How many lines in the records below contain the string "helmet", matching case exactly? Reply with only the number.
* * * * * * * * *
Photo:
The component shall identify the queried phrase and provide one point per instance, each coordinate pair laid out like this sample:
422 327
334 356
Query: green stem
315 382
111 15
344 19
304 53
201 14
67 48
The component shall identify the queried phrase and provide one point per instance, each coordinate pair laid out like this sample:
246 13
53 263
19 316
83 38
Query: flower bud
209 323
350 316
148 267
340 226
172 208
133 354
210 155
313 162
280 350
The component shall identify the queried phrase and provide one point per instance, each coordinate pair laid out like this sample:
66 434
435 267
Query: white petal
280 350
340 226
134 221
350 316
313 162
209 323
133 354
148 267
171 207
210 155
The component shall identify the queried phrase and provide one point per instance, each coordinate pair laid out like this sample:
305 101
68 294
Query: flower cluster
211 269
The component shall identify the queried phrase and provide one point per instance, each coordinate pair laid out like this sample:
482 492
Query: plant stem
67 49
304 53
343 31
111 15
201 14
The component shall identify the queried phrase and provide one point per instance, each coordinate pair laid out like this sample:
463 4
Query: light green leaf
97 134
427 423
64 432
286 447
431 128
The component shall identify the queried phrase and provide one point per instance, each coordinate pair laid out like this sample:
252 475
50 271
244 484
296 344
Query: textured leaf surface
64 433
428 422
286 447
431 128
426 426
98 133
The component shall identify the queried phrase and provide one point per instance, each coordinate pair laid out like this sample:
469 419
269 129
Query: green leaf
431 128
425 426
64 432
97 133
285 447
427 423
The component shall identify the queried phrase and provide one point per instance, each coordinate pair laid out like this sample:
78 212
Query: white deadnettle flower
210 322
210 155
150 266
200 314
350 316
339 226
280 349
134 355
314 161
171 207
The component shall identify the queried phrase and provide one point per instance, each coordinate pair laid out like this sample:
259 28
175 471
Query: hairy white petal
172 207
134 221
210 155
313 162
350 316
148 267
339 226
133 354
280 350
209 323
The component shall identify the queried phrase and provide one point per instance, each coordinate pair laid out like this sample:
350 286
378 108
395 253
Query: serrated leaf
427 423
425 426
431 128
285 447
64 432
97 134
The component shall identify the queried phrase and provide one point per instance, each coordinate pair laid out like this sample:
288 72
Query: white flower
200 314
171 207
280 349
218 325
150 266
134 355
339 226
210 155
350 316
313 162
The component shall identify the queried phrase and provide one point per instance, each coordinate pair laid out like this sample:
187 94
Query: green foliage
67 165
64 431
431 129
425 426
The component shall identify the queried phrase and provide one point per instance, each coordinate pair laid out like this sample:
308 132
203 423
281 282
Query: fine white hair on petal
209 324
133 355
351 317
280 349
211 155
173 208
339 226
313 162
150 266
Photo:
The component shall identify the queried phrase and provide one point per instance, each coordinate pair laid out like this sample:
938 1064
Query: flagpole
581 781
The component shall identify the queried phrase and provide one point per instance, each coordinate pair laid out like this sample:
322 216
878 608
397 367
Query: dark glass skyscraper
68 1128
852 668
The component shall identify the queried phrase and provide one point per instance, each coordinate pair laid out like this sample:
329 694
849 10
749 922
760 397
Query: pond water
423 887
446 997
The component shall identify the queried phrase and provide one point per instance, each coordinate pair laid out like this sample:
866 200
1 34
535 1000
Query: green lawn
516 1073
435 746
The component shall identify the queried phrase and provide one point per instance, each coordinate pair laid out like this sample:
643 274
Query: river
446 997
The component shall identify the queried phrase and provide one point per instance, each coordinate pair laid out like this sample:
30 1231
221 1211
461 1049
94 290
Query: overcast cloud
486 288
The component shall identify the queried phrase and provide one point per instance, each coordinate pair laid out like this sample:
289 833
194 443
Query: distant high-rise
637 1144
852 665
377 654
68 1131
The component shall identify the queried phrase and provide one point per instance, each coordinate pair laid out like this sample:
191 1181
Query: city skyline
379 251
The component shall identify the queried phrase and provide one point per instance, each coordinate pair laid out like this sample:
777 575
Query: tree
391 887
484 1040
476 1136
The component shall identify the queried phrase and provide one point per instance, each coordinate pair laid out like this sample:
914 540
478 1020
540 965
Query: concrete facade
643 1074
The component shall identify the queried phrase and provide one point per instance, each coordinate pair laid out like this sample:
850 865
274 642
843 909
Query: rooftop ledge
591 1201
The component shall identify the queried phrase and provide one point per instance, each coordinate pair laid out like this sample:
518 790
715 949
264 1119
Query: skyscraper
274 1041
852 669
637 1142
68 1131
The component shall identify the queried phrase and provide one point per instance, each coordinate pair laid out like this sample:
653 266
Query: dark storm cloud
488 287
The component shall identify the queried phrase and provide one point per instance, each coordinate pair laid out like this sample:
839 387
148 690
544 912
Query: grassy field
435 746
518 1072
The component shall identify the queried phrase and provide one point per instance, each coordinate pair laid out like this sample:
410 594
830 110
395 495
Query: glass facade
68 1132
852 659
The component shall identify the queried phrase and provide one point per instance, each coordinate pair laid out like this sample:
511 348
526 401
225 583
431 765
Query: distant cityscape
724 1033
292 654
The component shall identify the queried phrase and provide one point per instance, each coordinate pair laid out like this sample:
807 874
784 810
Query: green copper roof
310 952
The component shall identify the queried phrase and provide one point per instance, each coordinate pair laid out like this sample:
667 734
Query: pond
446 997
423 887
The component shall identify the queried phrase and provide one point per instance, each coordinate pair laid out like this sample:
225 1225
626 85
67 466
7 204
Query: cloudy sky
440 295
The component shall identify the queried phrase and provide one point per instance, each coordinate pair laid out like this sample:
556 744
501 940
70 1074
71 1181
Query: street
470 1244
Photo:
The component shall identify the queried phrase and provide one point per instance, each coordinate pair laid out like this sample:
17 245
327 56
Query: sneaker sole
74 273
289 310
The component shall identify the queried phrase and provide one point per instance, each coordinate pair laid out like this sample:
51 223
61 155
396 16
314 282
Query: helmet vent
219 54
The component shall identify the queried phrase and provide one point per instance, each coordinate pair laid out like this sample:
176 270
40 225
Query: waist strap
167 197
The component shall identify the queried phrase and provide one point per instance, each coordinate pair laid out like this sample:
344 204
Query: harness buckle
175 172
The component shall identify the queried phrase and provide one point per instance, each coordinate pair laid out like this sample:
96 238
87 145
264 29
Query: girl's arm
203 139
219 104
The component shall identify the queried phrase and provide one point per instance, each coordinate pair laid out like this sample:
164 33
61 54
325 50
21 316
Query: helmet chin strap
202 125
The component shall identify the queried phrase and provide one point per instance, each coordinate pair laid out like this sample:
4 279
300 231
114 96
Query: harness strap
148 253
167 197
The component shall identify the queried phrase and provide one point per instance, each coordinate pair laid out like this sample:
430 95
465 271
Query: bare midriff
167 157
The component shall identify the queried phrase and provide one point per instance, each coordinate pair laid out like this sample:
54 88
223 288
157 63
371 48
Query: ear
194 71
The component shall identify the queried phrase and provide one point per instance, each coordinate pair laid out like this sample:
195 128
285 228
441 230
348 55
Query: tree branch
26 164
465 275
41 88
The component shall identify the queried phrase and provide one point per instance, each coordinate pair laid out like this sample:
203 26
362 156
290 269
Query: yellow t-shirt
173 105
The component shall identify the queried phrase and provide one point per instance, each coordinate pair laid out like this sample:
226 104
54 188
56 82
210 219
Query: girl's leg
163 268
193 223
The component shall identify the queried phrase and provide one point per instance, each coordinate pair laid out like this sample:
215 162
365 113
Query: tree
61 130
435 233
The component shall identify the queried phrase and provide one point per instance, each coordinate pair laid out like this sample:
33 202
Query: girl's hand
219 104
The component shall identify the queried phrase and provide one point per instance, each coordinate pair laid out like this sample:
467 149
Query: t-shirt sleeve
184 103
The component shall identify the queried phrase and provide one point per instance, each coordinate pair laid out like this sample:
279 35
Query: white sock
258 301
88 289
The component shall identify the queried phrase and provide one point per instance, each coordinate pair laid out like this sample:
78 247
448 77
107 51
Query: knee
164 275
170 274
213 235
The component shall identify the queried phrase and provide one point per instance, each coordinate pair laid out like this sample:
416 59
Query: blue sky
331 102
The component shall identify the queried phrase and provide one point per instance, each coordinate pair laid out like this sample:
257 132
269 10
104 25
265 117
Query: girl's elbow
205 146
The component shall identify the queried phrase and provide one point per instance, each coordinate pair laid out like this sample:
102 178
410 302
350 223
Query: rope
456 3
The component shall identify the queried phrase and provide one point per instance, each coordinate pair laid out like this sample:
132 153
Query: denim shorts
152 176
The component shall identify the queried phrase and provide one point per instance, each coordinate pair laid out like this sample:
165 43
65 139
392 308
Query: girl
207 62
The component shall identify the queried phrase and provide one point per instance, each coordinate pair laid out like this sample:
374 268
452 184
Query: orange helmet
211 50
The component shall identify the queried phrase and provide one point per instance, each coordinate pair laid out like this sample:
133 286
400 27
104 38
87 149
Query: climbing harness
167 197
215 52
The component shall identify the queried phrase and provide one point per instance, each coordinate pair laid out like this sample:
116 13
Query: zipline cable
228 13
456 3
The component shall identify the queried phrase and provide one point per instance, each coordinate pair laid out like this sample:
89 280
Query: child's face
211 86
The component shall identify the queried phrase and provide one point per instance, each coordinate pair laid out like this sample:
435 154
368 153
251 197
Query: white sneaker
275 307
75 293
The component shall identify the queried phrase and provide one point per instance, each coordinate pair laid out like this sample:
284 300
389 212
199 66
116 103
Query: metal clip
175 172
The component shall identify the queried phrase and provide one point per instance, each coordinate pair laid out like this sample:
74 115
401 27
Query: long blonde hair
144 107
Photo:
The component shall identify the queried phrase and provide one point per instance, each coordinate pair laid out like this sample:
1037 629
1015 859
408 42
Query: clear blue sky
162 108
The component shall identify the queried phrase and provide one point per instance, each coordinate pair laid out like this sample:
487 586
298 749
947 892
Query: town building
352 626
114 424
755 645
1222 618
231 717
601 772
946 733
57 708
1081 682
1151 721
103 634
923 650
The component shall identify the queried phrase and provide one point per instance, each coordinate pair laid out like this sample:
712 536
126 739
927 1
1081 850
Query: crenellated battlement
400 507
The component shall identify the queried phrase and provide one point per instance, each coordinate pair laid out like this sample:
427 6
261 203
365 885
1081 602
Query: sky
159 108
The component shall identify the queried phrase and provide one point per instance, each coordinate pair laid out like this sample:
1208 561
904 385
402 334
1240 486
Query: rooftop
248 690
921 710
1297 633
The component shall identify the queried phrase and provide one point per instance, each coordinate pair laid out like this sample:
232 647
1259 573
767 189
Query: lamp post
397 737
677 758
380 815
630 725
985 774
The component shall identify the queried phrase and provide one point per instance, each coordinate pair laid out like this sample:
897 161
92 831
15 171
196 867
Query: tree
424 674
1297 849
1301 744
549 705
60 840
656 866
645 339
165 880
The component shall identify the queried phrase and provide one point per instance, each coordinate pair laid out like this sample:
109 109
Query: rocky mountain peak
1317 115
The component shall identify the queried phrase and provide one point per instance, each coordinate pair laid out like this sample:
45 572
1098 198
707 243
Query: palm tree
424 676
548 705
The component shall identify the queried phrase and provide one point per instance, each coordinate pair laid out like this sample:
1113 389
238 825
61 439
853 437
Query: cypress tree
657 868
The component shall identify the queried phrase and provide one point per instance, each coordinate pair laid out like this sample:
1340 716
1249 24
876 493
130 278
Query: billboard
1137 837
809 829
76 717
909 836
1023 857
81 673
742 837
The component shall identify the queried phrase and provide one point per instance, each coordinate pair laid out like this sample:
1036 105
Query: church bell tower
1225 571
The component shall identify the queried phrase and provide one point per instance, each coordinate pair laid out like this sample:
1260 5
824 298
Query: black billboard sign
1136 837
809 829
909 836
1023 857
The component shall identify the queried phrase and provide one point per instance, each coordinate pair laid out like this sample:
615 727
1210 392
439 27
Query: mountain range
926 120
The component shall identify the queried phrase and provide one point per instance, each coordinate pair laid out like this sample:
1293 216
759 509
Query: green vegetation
* * * * * * * * *
Exercise response -> 3